## Data for processing:
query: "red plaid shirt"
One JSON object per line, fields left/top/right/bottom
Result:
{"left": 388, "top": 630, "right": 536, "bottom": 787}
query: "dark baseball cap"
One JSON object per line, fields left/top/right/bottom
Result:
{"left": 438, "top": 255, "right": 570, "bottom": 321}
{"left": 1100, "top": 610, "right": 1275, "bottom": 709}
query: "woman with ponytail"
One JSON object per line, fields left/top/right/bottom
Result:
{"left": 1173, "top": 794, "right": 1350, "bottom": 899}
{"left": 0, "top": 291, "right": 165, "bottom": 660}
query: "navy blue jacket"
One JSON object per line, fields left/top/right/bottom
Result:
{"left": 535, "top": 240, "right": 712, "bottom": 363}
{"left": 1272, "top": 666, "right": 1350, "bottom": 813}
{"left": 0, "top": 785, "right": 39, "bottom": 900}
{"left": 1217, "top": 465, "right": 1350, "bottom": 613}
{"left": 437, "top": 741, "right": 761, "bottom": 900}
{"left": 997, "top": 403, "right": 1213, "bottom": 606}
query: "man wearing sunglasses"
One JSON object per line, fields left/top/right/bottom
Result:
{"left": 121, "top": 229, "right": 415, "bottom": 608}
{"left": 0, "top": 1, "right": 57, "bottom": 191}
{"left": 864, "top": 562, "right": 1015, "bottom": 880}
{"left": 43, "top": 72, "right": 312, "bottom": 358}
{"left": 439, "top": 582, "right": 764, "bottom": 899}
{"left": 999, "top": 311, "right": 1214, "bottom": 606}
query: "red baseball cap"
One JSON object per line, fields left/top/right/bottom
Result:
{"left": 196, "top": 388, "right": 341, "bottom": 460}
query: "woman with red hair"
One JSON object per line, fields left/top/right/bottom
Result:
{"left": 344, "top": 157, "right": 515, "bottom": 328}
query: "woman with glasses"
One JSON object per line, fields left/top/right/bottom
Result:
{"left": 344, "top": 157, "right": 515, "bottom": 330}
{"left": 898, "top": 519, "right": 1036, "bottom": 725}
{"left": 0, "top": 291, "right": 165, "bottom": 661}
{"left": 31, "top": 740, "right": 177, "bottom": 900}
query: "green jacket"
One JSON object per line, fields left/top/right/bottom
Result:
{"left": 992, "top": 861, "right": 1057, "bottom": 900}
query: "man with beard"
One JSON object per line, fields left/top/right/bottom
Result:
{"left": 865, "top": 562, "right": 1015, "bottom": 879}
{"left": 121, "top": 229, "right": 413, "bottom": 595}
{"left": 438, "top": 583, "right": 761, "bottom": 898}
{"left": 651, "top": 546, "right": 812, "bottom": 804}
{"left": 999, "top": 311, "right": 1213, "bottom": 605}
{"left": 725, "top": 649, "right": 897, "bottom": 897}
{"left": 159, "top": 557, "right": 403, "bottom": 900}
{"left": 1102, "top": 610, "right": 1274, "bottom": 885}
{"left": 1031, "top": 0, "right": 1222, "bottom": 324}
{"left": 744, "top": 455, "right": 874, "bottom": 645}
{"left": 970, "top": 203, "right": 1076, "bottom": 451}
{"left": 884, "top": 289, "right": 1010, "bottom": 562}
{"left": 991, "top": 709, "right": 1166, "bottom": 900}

## Aim of the task:
Nothing but a number is needed: tally the lines of the listing that contain "woman".

## Response for this exercise:
3